▶ [Texto de lectura]
Con tal espectro temático (que exige además una larga fila de personajes secundarios), el suspenso se ahoga lamentablemente en una sucesión de escenas poco espontáneas, entrevistas llenas de frases de pretendida hondura, explicaciones que, por más interesantes que resulten aisladamente, cortan el ritmo del relato y hacen necesario que luego se introduzcan pequeños trucos que alivien la tensión y hagan avanzar la trama: puertas infranqueables que se abren, entradas y salidas apresuradas, apariciones y desapariciones de forzada precisión, rápidas miradas de entendimiento, respuestas con muchos sobreentendidos, giros de carácter repentinos y de mucha buena fortuna, que conducen limpiamente a nuestra Smilla hasta el final de su autoimpuesta misión. 

Falta, por el simple hecho de que se tendría que extender aún más esta extensa novela, esas lagunas de inacción, rutina, malas pistas y equívocos, que alimentan tan bien al suspenso, pues le confieren la ilusión de un fondo de cotidianidad o normalidad, sobre el cual el lector de alguna manera se apoya para no extraviarse completamente y disfrutar así de las correspondientes dosis de ruptura de esa normalidad. 

Pese a todo, y aunque no puedo recomendar libremente esta obra a los lectores de novelas de suspenso o thrillers, me quedaré siempre con el recuerdo de su original protagonista y su “afinidad” para la nieve.

Roberto Zeballos Rebaza

Fifth Business (Robertson Davies)

▶ [Listado facilitado]
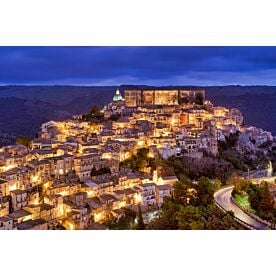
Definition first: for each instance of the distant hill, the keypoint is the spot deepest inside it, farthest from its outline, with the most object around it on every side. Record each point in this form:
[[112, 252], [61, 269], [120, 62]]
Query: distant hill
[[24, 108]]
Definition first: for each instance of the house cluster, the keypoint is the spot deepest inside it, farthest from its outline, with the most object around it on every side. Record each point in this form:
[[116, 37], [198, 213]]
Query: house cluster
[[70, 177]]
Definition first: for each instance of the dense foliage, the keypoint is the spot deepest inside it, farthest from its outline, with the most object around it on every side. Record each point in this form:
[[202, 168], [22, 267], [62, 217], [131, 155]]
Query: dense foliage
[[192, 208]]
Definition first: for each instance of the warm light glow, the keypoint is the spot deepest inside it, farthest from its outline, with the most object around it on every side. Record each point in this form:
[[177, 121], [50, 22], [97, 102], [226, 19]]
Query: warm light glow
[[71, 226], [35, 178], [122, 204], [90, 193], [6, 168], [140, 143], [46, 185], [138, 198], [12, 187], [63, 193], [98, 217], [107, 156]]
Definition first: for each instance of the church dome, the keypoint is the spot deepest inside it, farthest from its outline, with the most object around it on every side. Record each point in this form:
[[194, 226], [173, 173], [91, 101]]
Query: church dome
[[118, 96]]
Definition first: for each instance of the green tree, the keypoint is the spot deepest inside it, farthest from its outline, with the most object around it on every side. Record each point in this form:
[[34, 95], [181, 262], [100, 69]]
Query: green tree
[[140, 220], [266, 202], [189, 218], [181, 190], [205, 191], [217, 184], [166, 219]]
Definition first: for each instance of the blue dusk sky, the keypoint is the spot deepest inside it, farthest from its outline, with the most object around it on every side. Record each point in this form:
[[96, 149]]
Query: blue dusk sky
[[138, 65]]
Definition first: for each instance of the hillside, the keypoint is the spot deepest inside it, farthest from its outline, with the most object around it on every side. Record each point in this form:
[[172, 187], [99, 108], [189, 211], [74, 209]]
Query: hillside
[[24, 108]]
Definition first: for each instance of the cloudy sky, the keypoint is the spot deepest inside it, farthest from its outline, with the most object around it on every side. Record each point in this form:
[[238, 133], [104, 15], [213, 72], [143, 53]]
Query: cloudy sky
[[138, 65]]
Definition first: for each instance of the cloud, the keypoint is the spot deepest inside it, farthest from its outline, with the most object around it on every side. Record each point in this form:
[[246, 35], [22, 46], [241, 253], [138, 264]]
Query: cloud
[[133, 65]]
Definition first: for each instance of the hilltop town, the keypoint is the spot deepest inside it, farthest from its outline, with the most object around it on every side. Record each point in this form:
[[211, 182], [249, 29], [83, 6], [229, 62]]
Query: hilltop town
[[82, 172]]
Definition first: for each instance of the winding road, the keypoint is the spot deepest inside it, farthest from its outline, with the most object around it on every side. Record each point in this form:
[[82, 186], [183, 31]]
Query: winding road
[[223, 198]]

▶ [En qué consiste] Por favor, indica qué recordará siempre quien firma la reseña de la novela, según el último párrafo.

▶ [Respuesta escrita] Recordará siempre a su original protagonista y su "afinidad" para la nieve.